** START Stored records **
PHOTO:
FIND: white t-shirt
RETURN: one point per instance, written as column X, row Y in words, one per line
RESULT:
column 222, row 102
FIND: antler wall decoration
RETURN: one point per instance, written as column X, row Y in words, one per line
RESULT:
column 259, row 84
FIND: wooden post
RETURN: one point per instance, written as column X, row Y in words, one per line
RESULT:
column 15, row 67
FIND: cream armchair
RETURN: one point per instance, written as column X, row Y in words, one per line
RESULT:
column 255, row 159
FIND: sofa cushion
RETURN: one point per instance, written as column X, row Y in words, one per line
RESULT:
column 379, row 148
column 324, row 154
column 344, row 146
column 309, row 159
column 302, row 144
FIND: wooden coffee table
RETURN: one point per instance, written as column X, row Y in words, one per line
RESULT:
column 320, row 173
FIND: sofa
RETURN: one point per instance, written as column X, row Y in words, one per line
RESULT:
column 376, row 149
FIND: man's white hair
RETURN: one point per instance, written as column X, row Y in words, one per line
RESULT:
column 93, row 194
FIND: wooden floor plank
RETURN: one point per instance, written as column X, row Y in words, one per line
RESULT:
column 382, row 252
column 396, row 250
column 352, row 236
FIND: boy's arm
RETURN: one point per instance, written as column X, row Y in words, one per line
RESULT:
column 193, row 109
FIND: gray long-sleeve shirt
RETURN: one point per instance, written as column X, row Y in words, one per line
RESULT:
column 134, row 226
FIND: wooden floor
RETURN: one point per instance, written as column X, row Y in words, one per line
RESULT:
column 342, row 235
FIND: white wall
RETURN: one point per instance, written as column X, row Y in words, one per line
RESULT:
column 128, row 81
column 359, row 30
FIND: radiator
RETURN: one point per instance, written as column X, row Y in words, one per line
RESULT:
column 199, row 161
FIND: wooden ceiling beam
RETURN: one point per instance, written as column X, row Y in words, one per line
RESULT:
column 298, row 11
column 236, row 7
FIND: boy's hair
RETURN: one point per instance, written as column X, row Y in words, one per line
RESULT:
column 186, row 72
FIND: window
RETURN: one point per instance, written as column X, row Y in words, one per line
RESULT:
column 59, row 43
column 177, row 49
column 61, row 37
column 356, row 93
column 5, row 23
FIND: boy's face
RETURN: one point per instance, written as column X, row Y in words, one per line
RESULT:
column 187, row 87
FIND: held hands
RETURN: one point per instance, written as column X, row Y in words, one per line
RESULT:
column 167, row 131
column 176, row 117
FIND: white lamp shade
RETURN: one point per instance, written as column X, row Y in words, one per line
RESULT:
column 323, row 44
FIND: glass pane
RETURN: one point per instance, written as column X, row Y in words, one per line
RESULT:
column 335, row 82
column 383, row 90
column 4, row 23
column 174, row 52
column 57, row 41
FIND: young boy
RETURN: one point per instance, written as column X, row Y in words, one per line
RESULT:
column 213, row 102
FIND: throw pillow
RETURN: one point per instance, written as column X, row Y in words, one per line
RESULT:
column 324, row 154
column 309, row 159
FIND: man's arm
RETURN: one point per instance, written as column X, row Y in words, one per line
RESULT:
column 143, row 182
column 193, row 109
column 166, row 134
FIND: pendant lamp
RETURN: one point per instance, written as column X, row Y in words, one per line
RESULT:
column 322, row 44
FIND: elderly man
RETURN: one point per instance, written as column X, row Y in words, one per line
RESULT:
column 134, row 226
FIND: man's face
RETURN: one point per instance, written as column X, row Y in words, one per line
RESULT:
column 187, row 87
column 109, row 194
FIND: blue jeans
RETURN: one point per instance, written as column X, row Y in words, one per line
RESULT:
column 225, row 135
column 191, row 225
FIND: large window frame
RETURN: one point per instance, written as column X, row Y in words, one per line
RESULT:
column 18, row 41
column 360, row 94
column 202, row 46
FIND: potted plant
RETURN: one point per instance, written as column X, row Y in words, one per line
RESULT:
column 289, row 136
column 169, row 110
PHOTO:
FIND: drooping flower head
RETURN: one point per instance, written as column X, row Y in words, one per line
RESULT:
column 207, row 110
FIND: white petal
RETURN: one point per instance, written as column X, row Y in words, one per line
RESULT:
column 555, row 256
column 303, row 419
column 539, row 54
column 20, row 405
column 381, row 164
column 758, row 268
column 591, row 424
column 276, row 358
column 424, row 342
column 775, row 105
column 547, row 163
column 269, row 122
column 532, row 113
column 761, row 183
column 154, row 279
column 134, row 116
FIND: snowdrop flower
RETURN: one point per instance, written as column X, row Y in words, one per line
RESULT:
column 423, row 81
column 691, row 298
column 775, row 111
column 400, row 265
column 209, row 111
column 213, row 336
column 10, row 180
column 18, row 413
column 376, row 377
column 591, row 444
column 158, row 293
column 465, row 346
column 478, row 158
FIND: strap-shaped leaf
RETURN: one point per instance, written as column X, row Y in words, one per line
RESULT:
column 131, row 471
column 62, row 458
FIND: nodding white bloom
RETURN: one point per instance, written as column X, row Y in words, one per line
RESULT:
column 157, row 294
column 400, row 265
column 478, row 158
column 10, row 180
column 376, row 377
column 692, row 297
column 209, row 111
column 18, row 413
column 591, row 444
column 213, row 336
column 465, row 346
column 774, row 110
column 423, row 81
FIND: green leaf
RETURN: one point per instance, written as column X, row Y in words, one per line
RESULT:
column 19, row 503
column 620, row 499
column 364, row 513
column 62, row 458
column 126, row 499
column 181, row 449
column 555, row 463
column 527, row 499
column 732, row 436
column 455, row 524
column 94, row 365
** END Stored records **
• _Problem to work on_
Duplicate the data above verbatim, starting at the first line and ending at the line that contains "column 199, row 161".

• _Response to the exercise_
PHOTO:
FIND: white t-shirt
RETURN: one point per instance, written as column X, row Y in words, one per line
RESULT:
column 222, row 102
FIND: antler wall decoration
RETURN: one point per instance, written as column X, row Y in words, one per line
RESULT:
column 259, row 84
FIND: wooden post
RETURN: one point per instance, written as column X, row Y in words, one per line
RESULT:
column 15, row 67
FIND: cream armchair
RETURN: one point per instance, written as column X, row Y in words, one per line
RESULT:
column 255, row 159
FIND: sofa cushion
RETURN: one point per instance, written as column X, row Y in words, one per line
RESULT:
column 379, row 148
column 324, row 154
column 344, row 146
column 309, row 159
column 302, row 144
FIND: wooden coffee table
RETURN: one point per instance, written as column X, row Y in words, one per line
RESULT:
column 320, row 173
FIND: sofa
RETURN: one point per instance, written as column X, row Y in words, one per line
RESULT:
column 376, row 149
FIND: man's white hair
RETURN: one point per instance, written as column X, row Y in words, one per line
RESULT:
column 93, row 194
FIND: wooden floor plank
RETURN: one point per instance, written as column X, row Y in words, one per line
RESULT:
column 382, row 252
column 396, row 250
column 352, row 236
FIND: boy's arm
RETURN: one point per instance, written as column X, row Y in words, one per line
RESULT:
column 193, row 109
FIND: gray long-sleeve shirt
RETURN: one point per instance, written as column X, row Y in words, one per line
RESULT:
column 134, row 226
FIND: wooden floor
RETURN: one point per instance, written as column X, row Y in words, one per line
RESULT:
column 342, row 235
FIND: white wall
RETURN: one point per instance, written as column X, row Y in words, one per line
RESULT:
column 128, row 81
column 359, row 30
FIND: radiator
RETURN: one point per instance, written as column X, row Y in words, one per line
RESULT:
column 199, row 161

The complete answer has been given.